**EXCERPTED TEXT:**
In the interest of full disclosure, I must admit that I was not the writer originally assigned to cover this show. That writer got stuck working a late shift, and I was the only other writer available on such short notice. Before going to this show, I knew very little about Metric. In fact, I had only heard one of their songs. I knew that they had connections to the Broken Social Scene family of bands (Metric members Emily Haines and James Shaw play in the 20-plus-member Canadian supergroup, along with members of Do Make Say Think, Stars, Feist, and more), that they had a charismatic female vocalist, and that they mixed electronic touches with conventional rock instrumentation. I didn't know whether I liked them or not.

We arrived at The National while local openers Lubec were playing. I've been impressed by their recent studio work, but this was my first time seeing them live. The venue was not sold out, but definitely was more than half full, so Lubec got the opportunity to play for hundreds of local kids who might never have heard them otherwise. They made good use of it, playing their distorted pop songs with fervor and grace and winning over the entire crowd. I had been curious as to what sort of crowd Metric would draw, and looking around upon arrival at the National, I saw a lot of hands marked with the X's that mean "under 21." Teenagers, being at a point in their lives when they want to attract attention, are natural-born hecklers. No doubt they will someday look back at the things they did at concerts at this age and feel a vague sense of embarrassment. However, at their current ages, opportunities for heckling seem like their time to shine. So when Lubec would finish a song, it would only take a few seconds for the clapping to die down and the heckles to spring forth. They weren't malevolent heckles, either; as I said, Lubec won the crowd over quickly, and they took the jests of the crowd in stride, retorting to the heckles and poking fun at themselves when they made mistakes or took too long to tune. Their set was fun, and I saw nothing I didn't like from it. One can only hope that they made a few new fans, and that next time they play at some smaller local venue, some of the kids from the Metric show will come out and heckle them some more.

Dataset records
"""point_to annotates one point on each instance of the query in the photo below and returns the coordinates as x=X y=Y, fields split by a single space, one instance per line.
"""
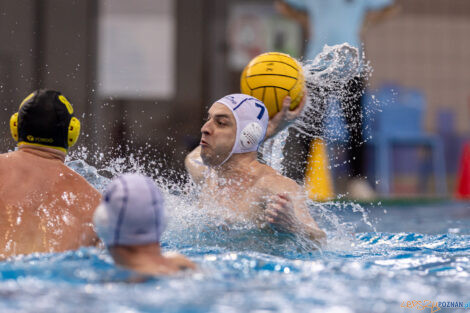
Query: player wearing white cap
x=226 y=165
x=130 y=221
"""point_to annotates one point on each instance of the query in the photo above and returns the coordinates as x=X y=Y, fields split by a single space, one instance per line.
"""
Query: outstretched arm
x=287 y=210
x=194 y=165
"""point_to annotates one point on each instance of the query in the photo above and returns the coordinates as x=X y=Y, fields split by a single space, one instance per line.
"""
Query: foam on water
x=371 y=264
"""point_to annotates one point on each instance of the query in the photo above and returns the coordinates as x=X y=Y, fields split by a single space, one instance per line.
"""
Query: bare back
x=245 y=196
x=44 y=205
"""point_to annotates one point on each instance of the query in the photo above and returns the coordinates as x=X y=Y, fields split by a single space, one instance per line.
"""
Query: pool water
x=377 y=258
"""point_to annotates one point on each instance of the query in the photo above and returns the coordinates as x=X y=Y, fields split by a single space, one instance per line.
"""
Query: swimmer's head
x=45 y=118
x=237 y=124
x=131 y=212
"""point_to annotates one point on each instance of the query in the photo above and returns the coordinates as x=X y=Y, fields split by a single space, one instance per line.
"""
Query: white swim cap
x=131 y=212
x=252 y=121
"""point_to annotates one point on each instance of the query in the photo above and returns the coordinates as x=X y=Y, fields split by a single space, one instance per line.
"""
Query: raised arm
x=194 y=165
x=287 y=210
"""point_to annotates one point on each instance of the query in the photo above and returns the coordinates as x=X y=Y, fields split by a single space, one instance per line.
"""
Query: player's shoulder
x=78 y=181
x=272 y=180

**WHAT YOU WILL DO:**
1. Summarize the concert review in two sentences.
2. According to the concert review, which two Metric members also play in Broken Social Scene?

**EXPECTED ANSWERS:**
1. The writer filled in for another writer on short notice and knew little about Metric beyond one song, their ties to Broken Social Scene, their charismatic female vocalist, and their mix of electronic and rock sounds. At The National, local openers Lubec won over a young crowd, took the teens' good-natured heckling in stride, and played a fun set.

2. Emily Haines and James Shaw.